▶ _TASK ITEM_: Using only the entries below, copy exactly the lines that begin at the one with "of the thumb." and end at the one with "the small stone.", both included. Drop the pictures.

▶ _PROVIDED RECORDS_:
++++++

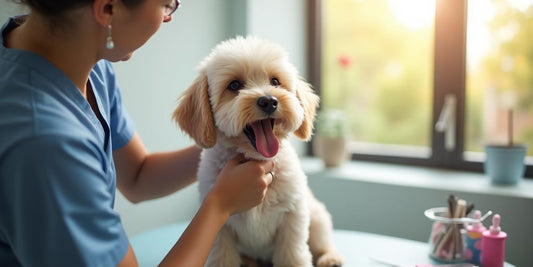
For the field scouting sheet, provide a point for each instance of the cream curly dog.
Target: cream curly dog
(248, 99)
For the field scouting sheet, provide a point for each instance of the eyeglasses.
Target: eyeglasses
(172, 7)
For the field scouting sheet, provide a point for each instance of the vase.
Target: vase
(505, 165)
(332, 150)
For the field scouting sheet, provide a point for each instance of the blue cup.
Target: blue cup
(505, 164)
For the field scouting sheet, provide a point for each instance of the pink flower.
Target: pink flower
(345, 61)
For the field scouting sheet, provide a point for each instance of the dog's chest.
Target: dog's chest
(255, 231)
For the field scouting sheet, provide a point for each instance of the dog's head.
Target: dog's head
(248, 95)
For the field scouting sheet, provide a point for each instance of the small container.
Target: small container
(447, 240)
(474, 234)
(493, 245)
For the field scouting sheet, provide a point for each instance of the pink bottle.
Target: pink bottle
(493, 245)
(474, 235)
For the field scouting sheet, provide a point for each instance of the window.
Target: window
(394, 65)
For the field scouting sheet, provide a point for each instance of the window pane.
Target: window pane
(377, 66)
(499, 72)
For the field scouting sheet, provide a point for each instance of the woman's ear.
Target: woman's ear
(103, 11)
(309, 101)
(194, 114)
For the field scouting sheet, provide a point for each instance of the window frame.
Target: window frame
(449, 78)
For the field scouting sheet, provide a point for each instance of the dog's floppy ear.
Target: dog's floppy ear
(309, 101)
(194, 115)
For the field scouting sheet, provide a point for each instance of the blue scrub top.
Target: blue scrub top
(57, 177)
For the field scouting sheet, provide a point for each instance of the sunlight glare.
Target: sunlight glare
(414, 14)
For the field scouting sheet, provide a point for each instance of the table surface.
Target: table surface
(358, 248)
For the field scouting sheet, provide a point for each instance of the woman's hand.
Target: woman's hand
(242, 184)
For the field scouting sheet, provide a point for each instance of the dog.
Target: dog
(248, 98)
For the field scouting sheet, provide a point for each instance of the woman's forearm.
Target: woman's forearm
(192, 248)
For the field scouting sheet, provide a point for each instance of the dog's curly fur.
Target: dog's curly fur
(220, 110)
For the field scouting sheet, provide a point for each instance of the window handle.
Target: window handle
(446, 122)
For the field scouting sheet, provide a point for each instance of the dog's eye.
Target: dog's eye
(235, 85)
(274, 82)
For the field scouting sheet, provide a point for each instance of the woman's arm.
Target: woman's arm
(240, 186)
(142, 176)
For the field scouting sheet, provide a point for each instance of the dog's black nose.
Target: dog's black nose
(268, 104)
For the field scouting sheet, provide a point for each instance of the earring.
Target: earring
(109, 40)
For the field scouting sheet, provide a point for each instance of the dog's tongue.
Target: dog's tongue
(265, 141)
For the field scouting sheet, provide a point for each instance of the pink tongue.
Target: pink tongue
(266, 142)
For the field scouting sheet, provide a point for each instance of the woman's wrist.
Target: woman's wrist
(212, 204)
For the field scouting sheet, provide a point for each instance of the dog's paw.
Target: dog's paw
(330, 259)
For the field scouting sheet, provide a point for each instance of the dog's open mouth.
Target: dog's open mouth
(261, 135)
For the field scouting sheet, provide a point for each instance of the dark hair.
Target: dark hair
(58, 7)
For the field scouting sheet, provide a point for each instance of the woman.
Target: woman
(64, 133)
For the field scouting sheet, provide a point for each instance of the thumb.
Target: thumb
(239, 159)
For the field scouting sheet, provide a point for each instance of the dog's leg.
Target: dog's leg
(224, 251)
(320, 232)
(291, 248)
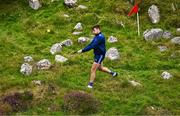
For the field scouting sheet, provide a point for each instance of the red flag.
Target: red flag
(133, 10)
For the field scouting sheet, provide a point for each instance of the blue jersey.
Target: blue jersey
(98, 44)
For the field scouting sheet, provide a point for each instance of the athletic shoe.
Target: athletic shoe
(89, 86)
(114, 74)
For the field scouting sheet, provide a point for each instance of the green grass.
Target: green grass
(23, 32)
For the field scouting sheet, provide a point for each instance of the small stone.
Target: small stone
(26, 69)
(44, 64)
(166, 75)
(112, 39)
(59, 58)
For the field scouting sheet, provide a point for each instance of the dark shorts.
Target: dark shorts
(99, 58)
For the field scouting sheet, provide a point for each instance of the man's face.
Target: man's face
(95, 31)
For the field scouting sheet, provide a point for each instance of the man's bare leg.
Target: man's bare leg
(105, 69)
(93, 73)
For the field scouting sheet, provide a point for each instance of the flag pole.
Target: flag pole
(138, 24)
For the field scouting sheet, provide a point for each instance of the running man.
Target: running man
(98, 44)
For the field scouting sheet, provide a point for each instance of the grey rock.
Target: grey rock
(162, 48)
(28, 59)
(67, 42)
(59, 58)
(26, 69)
(34, 4)
(78, 26)
(154, 15)
(153, 34)
(176, 40)
(43, 64)
(112, 54)
(166, 75)
(83, 40)
(56, 48)
(167, 35)
(76, 33)
(112, 39)
(70, 3)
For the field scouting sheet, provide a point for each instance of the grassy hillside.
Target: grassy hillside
(23, 31)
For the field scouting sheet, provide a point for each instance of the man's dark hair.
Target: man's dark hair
(96, 26)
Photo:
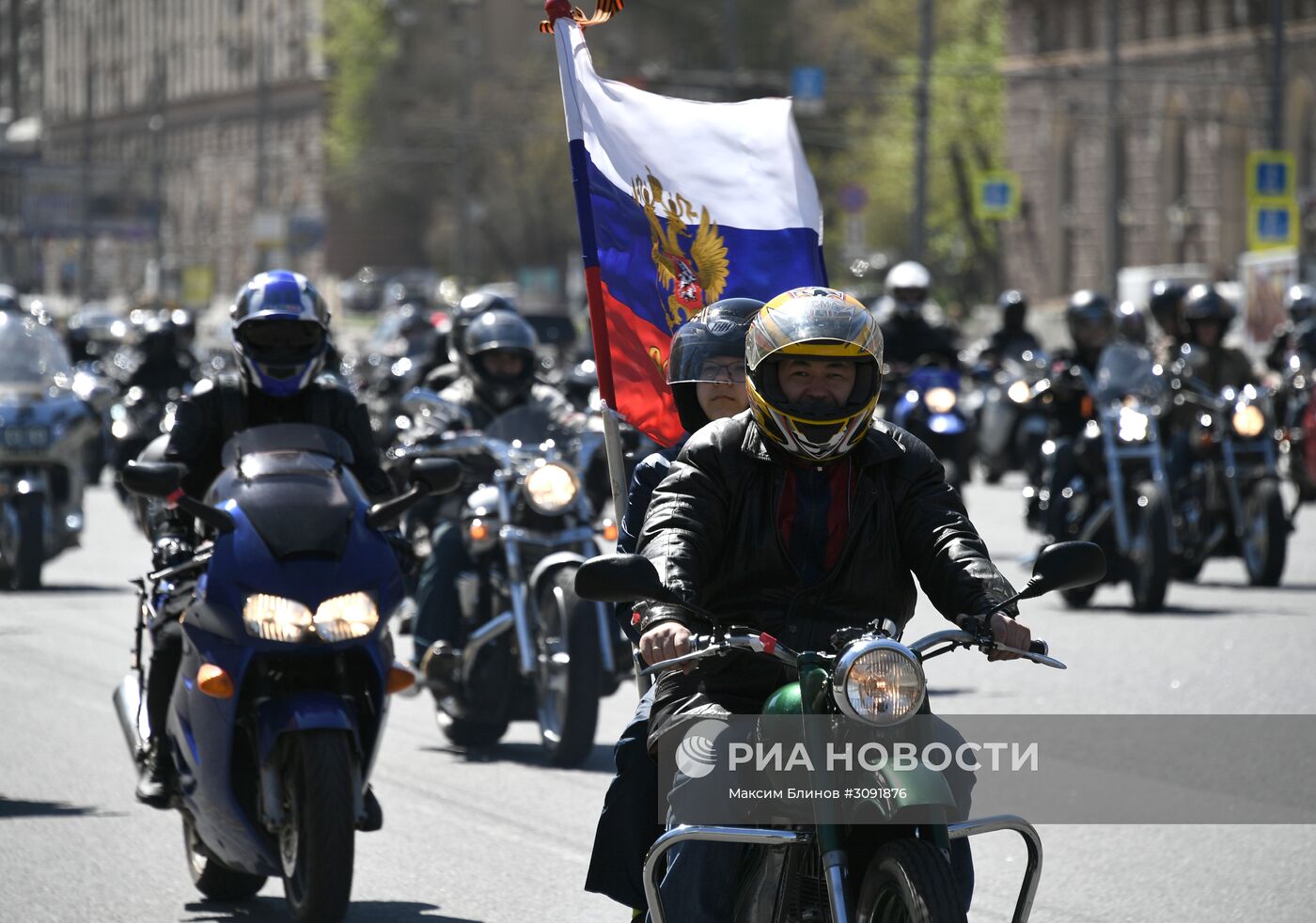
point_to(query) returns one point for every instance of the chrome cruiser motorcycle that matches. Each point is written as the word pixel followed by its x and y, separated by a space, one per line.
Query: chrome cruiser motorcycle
pixel 1228 502
pixel 45 430
pixel 899 864
pixel 1120 492
pixel 533 648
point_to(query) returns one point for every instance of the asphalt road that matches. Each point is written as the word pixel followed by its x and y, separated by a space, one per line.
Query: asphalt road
pixel 502 837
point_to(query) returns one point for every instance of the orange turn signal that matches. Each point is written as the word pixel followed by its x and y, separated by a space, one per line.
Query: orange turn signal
pixel 399 679
pixel 214 682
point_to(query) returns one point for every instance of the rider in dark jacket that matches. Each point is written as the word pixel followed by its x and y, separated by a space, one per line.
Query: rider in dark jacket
pixel 859 508
pixel 500 348
pixel 706 373
pixel 280 327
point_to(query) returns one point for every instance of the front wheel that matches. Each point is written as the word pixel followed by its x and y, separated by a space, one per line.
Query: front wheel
pixel 318 837
pixel 1151 555
pixel 32 544
pixel 569 669
pixel 910 881
pixel 1265 540
pixel 212 877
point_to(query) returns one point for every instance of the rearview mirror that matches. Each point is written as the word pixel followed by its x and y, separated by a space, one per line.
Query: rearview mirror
pixel 620 578
pixel 1063 567
pixel 151 478
pixel 436 476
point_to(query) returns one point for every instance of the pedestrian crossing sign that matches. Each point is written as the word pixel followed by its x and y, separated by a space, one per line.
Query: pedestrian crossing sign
pixel 996 196
pixel 1273 224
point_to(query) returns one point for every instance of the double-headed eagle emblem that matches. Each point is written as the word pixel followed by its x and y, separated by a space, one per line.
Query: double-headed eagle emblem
pixel 691 278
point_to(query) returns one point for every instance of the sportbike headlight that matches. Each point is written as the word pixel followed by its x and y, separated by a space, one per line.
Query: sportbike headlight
pixel 275 618
pixel 344 618
pixel 552 488
pixel 879 682
pixel 940 399
pixel 1249 420
pixel 1134 424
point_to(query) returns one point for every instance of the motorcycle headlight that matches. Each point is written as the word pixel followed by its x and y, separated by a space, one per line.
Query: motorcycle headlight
pixel 275 618
pixel 1134 424
pixel 552 488
pixel 1249 420
pixel 338 619
pixel 879 682
pixel 344 618
pixel 940 399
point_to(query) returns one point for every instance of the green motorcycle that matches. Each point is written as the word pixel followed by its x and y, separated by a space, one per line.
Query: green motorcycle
pixel 875 680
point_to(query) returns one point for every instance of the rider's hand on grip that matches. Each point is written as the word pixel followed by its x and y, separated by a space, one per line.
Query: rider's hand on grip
pixel 1010 634
pixel 664 641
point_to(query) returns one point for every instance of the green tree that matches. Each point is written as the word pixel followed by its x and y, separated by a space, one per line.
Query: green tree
pixel 877 147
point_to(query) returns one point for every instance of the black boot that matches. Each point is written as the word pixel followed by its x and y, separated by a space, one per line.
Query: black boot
pixel 374 813
pixel 155 784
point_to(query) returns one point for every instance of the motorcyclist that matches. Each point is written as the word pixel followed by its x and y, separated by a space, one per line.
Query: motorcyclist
pixel 1167 309
pixel 1300 308
pixel 903 316
pixel 809 466
pixel 162 367
pixel 1207 316
pixel 453 362
pixel 1012 337
pixel 1091 327
pixel 706 373
pixel 280 327
pixel 499 349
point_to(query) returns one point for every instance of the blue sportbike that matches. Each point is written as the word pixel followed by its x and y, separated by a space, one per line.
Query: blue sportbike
pixel 287 663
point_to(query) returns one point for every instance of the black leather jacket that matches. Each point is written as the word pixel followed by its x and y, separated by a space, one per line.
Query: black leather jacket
pixel 214 411
pixel 713 534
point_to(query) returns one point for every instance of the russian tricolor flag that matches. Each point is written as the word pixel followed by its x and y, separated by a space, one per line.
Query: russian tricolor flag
pixel 681 203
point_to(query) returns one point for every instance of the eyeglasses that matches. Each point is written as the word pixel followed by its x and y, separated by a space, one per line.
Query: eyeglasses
pixel 730 371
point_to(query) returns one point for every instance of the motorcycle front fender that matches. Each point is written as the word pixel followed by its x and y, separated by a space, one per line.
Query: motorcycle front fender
pixel 305 712
pixel 549 564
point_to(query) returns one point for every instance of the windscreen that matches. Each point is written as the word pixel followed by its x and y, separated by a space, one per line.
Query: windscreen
pixel 32 355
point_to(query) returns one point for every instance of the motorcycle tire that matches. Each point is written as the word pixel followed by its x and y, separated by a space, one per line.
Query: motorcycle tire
pixel 32 544
pixel 1153 567
pixel 1265 542
pixel 910 881
pixel 212 877
pixel 318 843
pixel 568 624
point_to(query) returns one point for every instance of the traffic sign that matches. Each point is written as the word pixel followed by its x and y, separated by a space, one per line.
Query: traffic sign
pixel 808 88
pixel 1270 176
pixel 996 196
pixel 1273 223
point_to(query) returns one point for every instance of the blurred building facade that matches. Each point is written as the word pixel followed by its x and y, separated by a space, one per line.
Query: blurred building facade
pixel 1194 98
pixel 20 129
pixel 180 144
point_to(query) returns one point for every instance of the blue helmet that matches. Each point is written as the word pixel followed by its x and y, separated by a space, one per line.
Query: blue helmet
pixel 280 331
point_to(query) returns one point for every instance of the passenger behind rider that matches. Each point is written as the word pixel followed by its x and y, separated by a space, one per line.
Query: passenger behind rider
pixel 706 373
pixel 858 508
pixel 499 348
pixel 280 325
pixel 164 365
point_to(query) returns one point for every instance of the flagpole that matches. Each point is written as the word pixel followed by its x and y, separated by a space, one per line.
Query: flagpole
pixel 559 15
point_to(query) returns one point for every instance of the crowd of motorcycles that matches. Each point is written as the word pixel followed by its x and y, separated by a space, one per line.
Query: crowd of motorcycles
pixel 274 742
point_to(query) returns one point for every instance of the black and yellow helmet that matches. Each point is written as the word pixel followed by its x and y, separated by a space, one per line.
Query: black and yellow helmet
pixel 813 324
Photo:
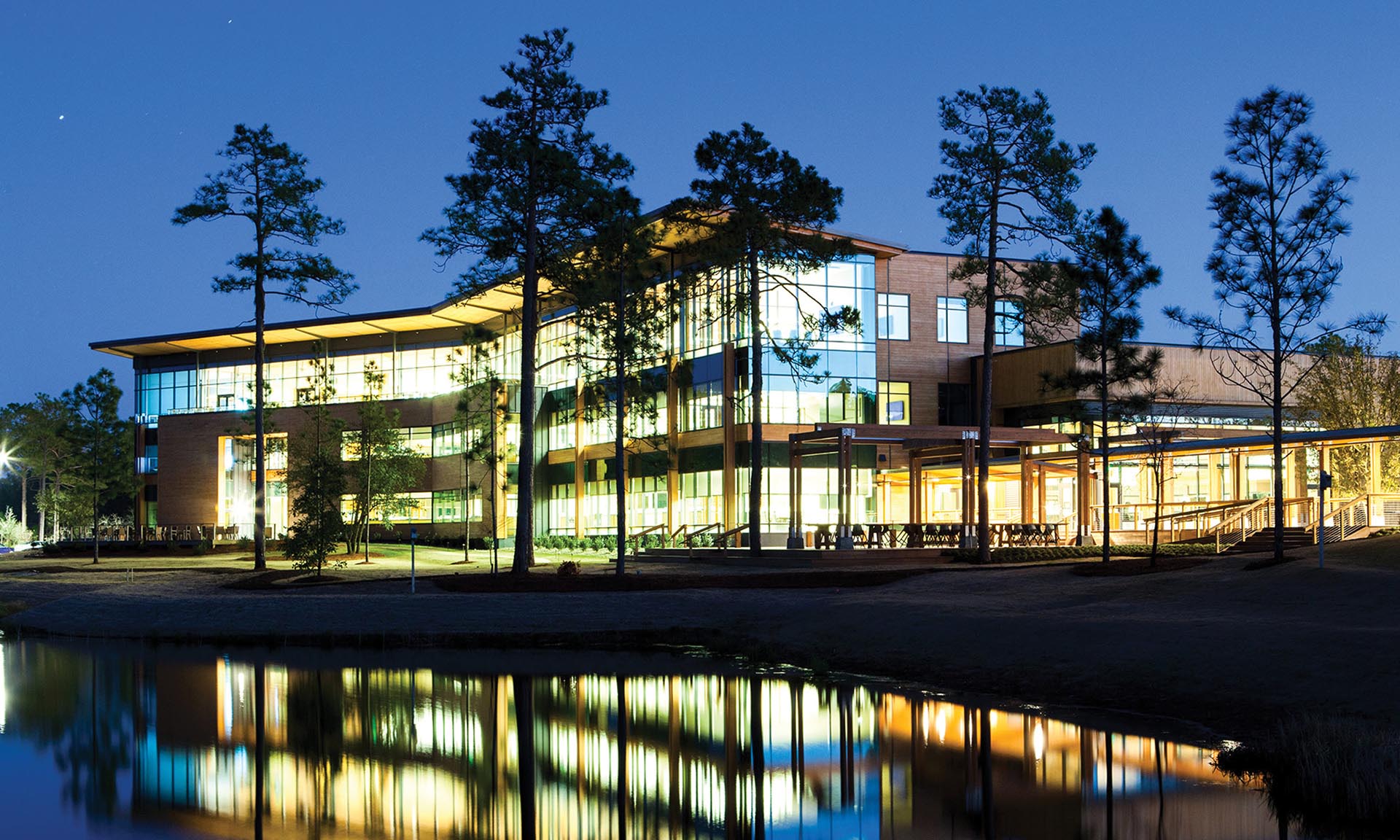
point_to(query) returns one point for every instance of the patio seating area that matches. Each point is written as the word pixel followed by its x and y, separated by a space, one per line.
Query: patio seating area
pixel 936 535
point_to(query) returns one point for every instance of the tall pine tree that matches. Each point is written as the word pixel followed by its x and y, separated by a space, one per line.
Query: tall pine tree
pixel 1103 284
pixel 1008 181
pixel 759 214
pixel 266 184
pixel 528 202
pixel 1278 222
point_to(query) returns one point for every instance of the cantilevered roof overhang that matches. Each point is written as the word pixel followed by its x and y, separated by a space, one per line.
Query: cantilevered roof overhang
pixel 478 308
pixel 481 307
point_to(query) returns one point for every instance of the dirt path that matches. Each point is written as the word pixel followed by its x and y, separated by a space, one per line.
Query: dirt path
pixel 1217 645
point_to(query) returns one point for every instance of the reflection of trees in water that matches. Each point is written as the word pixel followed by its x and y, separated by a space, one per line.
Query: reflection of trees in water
pixel 315 733
pixel 513 755
pixel 79 707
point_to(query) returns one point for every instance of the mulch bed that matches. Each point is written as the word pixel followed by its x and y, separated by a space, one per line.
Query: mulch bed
pixel 1132 566
pixel 548 581
pixel 1267 563
pixel 281 578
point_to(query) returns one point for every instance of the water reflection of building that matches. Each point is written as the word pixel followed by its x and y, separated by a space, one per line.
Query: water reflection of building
pixel 419 753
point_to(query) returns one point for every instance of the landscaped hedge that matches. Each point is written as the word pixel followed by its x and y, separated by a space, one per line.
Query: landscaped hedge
pixel 1039 553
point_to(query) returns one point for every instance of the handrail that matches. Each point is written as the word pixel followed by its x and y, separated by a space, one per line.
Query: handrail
pixel 1346 520
pixel 1225 532
pixel 1210 508
pixel 637 537
pixel 721 541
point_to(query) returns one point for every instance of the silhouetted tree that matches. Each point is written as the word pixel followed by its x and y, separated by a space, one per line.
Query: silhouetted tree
pixel 315 476
pixel 622 330
pixel 101 444
pixel 525 206
pixel 268 185
pixel 1008 181
pixel 1278 220
pixel 1103 286
pixel 1353 385
pixel 385 468
pixel 759 214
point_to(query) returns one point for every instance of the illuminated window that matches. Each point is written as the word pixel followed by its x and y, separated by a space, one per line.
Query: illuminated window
pixel 1011 330
pixel 893 403
pixel 952 321
pixel 892 316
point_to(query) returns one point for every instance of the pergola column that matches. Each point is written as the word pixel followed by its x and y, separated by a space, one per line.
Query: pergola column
pixel 1027 486
pixel 916 488
pixel 1374 468
pixel 1084 491
pixel 796 496
pixel 843 505
pixel 969 490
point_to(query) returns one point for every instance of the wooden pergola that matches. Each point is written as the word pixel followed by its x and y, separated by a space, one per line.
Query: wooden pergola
pixel 922 443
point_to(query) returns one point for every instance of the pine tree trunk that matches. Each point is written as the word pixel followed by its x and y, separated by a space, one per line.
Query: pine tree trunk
pixel 1108 489
pixel 260 443
pixel 755 409
pixel 984 420
pixel 618 438
pixel 524 558
pixel 1278 456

++++++

▶ _SOLUTION TO THE PROBLEM_:
For the field scouting sheet, provide a point for each instance of the thumb.
Target: thumb
(239, 159)
For the field scouting sheet, provide a point for each instance of the dog's leg.
Target: dog's leg
(224, 251)
(320, 232)
(291, 248)
For the field scouting sheet, provide a point for each instance of the red flag.
Target: red flag
(133, 10)
For the field scouting sheet, provide a point for each instance of the blue jersey.
Target: blue jersey
(98, 44)
For the field scouting sheet, provide a point for each instance of the athletic shoe.
Target: athletic shoe
(89, 86)
(114, 74)
For the field scouting sheet, provide a point for each instance of the green grass.
Target: green grass
(23, 32)
For the field scouting sheet, provide a point for each instance of the small stone.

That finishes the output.